▸ ENCARGO:
Copia todo el material cambiando "Target" por "Objeto" en cada aparición y sin modificar nada más.

▸ DATOS DE TRABAJO:
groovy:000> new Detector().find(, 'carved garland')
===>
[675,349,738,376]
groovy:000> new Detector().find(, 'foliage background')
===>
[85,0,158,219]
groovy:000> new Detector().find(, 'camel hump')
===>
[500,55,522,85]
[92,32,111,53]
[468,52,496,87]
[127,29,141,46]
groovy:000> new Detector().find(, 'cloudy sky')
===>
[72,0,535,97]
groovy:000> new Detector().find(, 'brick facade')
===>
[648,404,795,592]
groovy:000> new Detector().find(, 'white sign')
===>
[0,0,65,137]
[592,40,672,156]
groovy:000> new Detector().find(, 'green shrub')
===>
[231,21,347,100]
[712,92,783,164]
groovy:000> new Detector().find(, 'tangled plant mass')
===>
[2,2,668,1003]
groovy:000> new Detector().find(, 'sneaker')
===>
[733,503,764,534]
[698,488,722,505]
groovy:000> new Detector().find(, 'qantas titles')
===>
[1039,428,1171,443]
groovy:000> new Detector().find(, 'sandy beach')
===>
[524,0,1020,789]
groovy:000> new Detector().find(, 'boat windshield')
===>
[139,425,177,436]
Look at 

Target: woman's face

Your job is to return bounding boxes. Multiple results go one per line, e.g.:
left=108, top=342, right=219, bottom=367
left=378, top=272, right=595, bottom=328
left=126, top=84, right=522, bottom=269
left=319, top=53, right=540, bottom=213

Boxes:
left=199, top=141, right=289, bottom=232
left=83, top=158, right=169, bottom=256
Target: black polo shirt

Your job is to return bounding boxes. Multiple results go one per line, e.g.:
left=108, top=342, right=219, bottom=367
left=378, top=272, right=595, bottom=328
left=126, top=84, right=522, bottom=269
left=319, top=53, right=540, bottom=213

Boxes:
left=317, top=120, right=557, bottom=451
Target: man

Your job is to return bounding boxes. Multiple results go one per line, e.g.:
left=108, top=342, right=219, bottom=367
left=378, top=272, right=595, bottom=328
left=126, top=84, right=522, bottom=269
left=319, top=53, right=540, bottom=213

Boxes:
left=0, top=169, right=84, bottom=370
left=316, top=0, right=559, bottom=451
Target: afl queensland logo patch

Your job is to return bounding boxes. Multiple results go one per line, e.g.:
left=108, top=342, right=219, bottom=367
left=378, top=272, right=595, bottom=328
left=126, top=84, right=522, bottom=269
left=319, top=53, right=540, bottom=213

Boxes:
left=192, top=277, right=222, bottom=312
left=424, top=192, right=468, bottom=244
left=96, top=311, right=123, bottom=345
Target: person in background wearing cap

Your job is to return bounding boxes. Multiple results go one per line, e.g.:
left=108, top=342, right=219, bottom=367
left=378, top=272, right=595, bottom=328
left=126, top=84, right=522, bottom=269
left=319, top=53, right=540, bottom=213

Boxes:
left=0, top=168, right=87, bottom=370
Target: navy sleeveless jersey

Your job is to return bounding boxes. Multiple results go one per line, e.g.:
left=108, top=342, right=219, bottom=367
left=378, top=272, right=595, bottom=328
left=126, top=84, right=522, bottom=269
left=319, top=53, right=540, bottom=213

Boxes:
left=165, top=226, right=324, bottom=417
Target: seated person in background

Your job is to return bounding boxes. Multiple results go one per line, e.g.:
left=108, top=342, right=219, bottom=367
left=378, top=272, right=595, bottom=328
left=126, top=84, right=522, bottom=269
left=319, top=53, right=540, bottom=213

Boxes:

▸ RESULTADO:
groovy:000> new Detector().find(, 'carved garland')
===>
[675,349,738,376]
groovy:000> new Detector().find(, 'foliage background')
===>
[85,0,158,219]
groovy:000> new Detector().find(, 'camel hump')
===>
[500,55,522,85]
[92,32,111,53]
[468,52,496,87]
[127,29,141,46]
groovy:000> new Detector().find(, 'cloudy sky')
===>
[72,0,535,97]
groovy:000> new Detector().find(, 'brick facade')
===>
[648,404,795,592]
groovy:000> new Detector().find(, 'white sign')
===>
[0,0,65,137]
[592,40,672,156]
groovy:000> new Detector().find(, 'green shrub')
===>
[231,21,347,100]
[712,92,783,164]
groovy:000> new Detector().find(, 'tangled plant mass')
===>
[2,2,668,1003]
groovy:000> new Detector().find(, 'sneaker')
===>
[733,503,764,534]
[698,488,722,505]
groovy:000> new Detector().find(, 'qantas titles')
===>
[1039,428,1171,443]
groovy:000> new Detector().find(, 'sandy beach')
===>
[524,0,1020,789]
groovy:000> new Detector().find(, 'boat windshield')
===>
[139,425,177,436]
Look at 

Objeto: woman's face

Your job is to return bounding boxes. Multiple results go one per line, e.g.:
left=108, top=342, right=219, bottom=367
left=378, top=272, right=595, bottom=328
left=126, top=84, right=522, bottom=269
left=319, top=53, right=540, bottom=213

Boxes:
left=199, top=141, right=289, bottom=232
left=83, top=158, right=169, bottom=256
Objeto: black polo shirt

Your job is to return bounding boxes. Multiple results go one per line, e.g.:
left=108, top=342, right=219, bottom=367
left=378, top=272, right=595, bottom=328
left=126, top=84, right=522, bottom=269
left=319, top=53, right=540, bottom=213

Boxes:
left=317, top=120, right=557, bottom=451
Objeto: man

Your job is to return bounding boxes. Multiple results go one per line, e.g.:
left=108, top=342, right=219, bottom=367
left=378, top=272, right=595, bottom=328
left=126, top=84, right=522, bottom=269
left=319, top=53, right=540, bottom=213

Boxes:
left=0, top=169, right=84, bottom=370
left=316, top=0, right=559, bottom=451
Objeto: afl queensland logo patch

Your job is to return bounding boxes. Multiple results go one per line, e.g.:
left=108, top=342, right=219, bottom=367
left=378, top=272, right=595, bottom=328
left=126, top=84, right=522, bottom=269
left=319, top=53, right=540, bottom=213

Boxes:
left=192, top=277, right=222, bottom=312
left=424, top=192, right=468, bottom=244
left=96, top=311, right=123, bottom=345
Objeto: person in background wearing cap

Your job is to return bounding boxes. Multiple results go one per line, e.g.:
left=108, top=342, right=219, bottom=367
left=378, top=272, right=595, bottom=328
left=126, top=84, right=522, bottom=269
left=319, top=53, right=540, bottom=213

Boxes:
left=0, top=168, right=87, bottom=370
Objeto: navy sleeveless jersey

Your job is to return bounding boxes. Multiple results go one per line, e.g.:
left=108, top=342, right=219, bottom=367
left=378, top=272, right=595, bottom=328
left=126, top=84, right=522, bottom=269
left=319, top=53, right=540, bottom=213

Boxes:
left=165, top=226, right=324, bottom=417
Objeto: seated person in background

Your job is to return bounding boxes. Multiple results go one per line, e.g.:
left=108, top=342, right=219, bottom=367
left=378, top=272, right=595, bottom=328
left=126, top=84, right=522, bottom=269
left=319, top=53, right=540, bottom=213

Boxes:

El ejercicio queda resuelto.